11.4 Milestone2 X window failed to start from KDE liveCD

Am I the only one to encounter failures in the 32-bit 11.4 Milestone2 KDE liveCD to boot direct to X ?

I booted my 32-bit Athlon-2800 with nVidia 8400GS PCI card to the 32-bit 11.4 Milestone2 KDE liveCD and it brought me to a login screen, with the option of user “linux” as the user. But selecting “linux” and trying various passwords (ie <enter> or other possibilities) failed to do a login. I killed the login, and went to run level 3 and logged in to run level 3 as user linux (sucessfully) but ‘startx’ failed. That happened both without ‘nomodeset’ and with ‘nomodeset’ as a boot code.

——————————

*CHALLENGE 1*.
Answer these questions about the liveCD post:
(a) What graphics card is in the machine that was booted?
(b) Which user was offered as the option at the login screen?
(c) Which command failed after logging in at run level 3?
*CHALLENGE 2*. Echo the liveCD post, everything from "11.4 Milestone2 X" down to "a boot code.".

——————————

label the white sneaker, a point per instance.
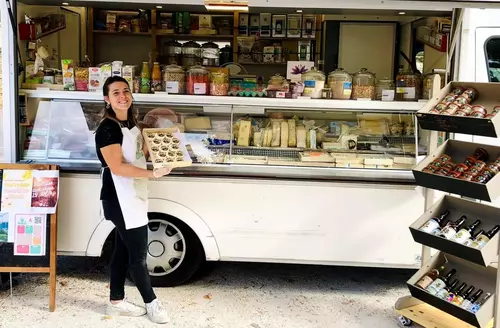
(126, 309)
(156, 312)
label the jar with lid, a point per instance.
(340, 83)
(314, 82)
(407, 86)
(363, 86)
(173, 52)
(384, 88)
(191, 54)
(197, 81)
(210, 54)
(219, 83)
(174, 79)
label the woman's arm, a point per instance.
(113, 156)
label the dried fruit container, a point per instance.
(197, 81)
(340, 82)
(363, 86)
(174, 79)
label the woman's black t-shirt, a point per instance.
(108, 133)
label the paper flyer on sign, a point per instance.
(30, 234)
(45, 191)
(16, 191)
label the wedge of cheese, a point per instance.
(292, 134)
(284, 134)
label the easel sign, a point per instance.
(28, 220)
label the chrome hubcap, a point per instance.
(166, 248)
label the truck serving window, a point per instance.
(492, 50)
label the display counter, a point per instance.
(283, 138)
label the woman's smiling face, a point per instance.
(120, 98)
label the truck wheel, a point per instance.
(175, 252)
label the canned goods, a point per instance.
(471, 93)
(450, 97)
(481, 154)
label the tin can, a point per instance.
(481, 154)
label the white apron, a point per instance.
(132, 192)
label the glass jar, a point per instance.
(340, 82)
(407, 86)
(210, 54)
(191, 54)
(197, 81)
(219, 83)
(384, 84)
(173, 52)
(314, 82)
(363, 86)
(174, 79)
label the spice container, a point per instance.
(340, 82)
(197, 81)
(314, 82)
(174, 79)
(191, 54)
(219, 84)
(210, 54)
(363, 86)
(407, 86)
(385, 89)
(173, 52)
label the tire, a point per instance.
(188, 254)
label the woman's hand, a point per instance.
(160, 172)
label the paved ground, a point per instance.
(231, 295)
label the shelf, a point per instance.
(303, 104)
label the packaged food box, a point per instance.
(68, 74)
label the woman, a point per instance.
(124, 196)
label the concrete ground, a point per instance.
(231, 295)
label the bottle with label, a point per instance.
(465, 233)
(454, 292)
(434, 223)
(440, 282)
(451, 228)
(469, 301)
(426, 280)
(474, 308)
(145, 78)
(472, 241)
(443, 293)
(459, 298)
(483, 239)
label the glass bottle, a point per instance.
(434, 223)
(145, 78)
(426, 280)
(451, 228)
(483, 239)
(465, 233)
(156, 84)
(440, 282)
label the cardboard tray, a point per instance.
(459, 150)
(488, 96)
(472, 274)
(489, 216)
(182, 146)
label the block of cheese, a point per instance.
(292, 134)
(276, 141)
(197, 123)
(301, 136)
(244, 133)
(284, 134)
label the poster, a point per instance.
(45, 191)
(16, 191)
(30, 233)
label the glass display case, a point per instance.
(311, 143)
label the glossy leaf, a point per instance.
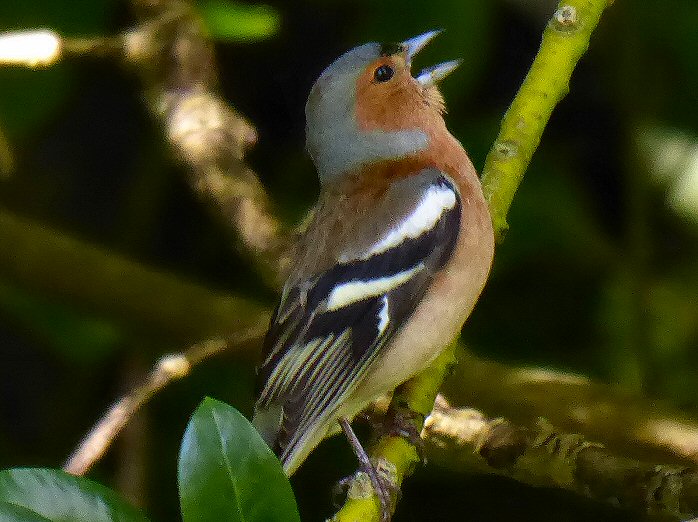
(230, 21)
(13, 513)
(227, 472)
(48, 494)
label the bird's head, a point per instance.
(367, 106)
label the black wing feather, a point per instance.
(354, 328)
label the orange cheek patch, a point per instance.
(394, 105)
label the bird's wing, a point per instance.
(331, 324)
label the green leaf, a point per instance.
(227, 472)
(230, 21)
(48, 494)
(14, 513)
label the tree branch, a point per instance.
(626, 423)
(139, 297)
(564, 42)
(167, 369)
(463, 439)
(175, 59)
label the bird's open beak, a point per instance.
(430, 75)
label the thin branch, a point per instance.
(171, 53)
(564, 42)
(7, 161)
(137, 296)
(464, 439)
(175, 59)
(168, 368)
(626, 423)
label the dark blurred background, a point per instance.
(597, 275)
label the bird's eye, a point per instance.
(383, 73)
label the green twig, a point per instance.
(564, 42)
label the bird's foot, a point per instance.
(381, 476)
(406, 423)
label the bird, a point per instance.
(393, 256)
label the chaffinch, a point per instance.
(394, 256)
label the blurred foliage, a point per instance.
(598, 273)
(234, 22)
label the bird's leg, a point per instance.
(381, 488)
(401, 421)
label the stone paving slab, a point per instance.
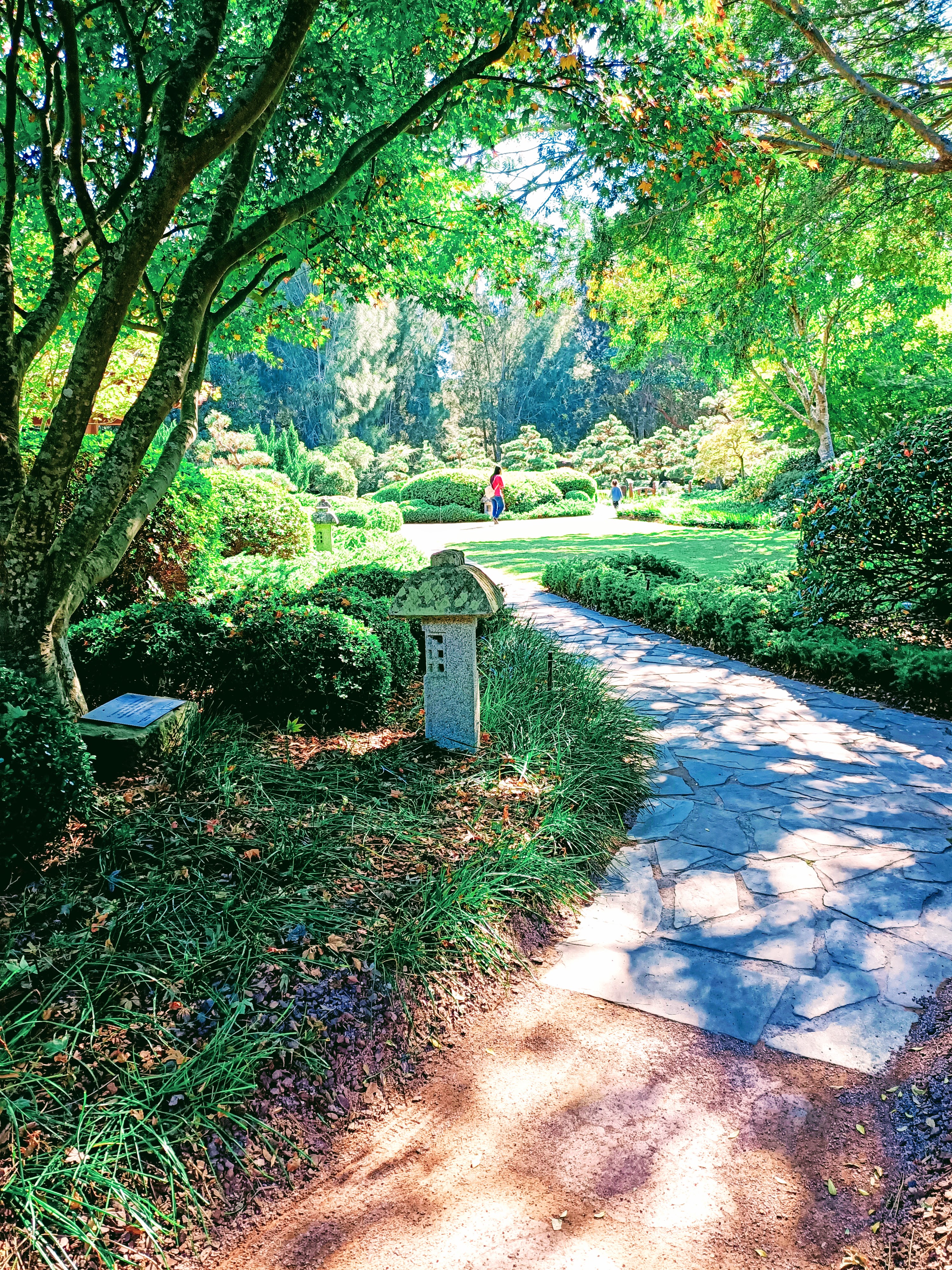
(793, 878)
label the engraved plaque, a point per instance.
(134, 711)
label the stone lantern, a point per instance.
(449, 599)
(324, 523)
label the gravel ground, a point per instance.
(553, 1131)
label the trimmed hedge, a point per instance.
(265, 658)
(260, 518)
(743, 619)
(394, 633)
(876, 533)
(569, 481)
(447, 487)
(388, 493)
(361, 514)
(548, 511)
(45, 772)
(430, 514)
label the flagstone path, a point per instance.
(791, 879)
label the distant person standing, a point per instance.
(498, 486)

——————————

*RESULT 1*.
(a) An nVidia 8400GS PCI card.
(b) The user "linux".
(c) 'startx'.

*RESULT 2*.
11.4 Milestone2 X window failed to start from KDE liveCD

Am I the only one to encounter failures in the 32-bit 11.4 Milestone2 KDE liveCD to boot direct to X ?

I booted my 32-bit Athlon-2800 with nVidia 8400GS PCI card to the 32-bit 11.4 Milestone2 KDE liveCD and it brought me to a login screen, with the option of user “linux” as the user. But selecting “linux” and trying various passwords (ie <enter> or other possibilities) failed to do a login. I killed the login, and went to run level 3 and logged in to run level 3 as user linux (sucessfully) but ‘startx’ failed. That happened both without ‘nomodeset’ and with ‘nomodeset’ as a boot code.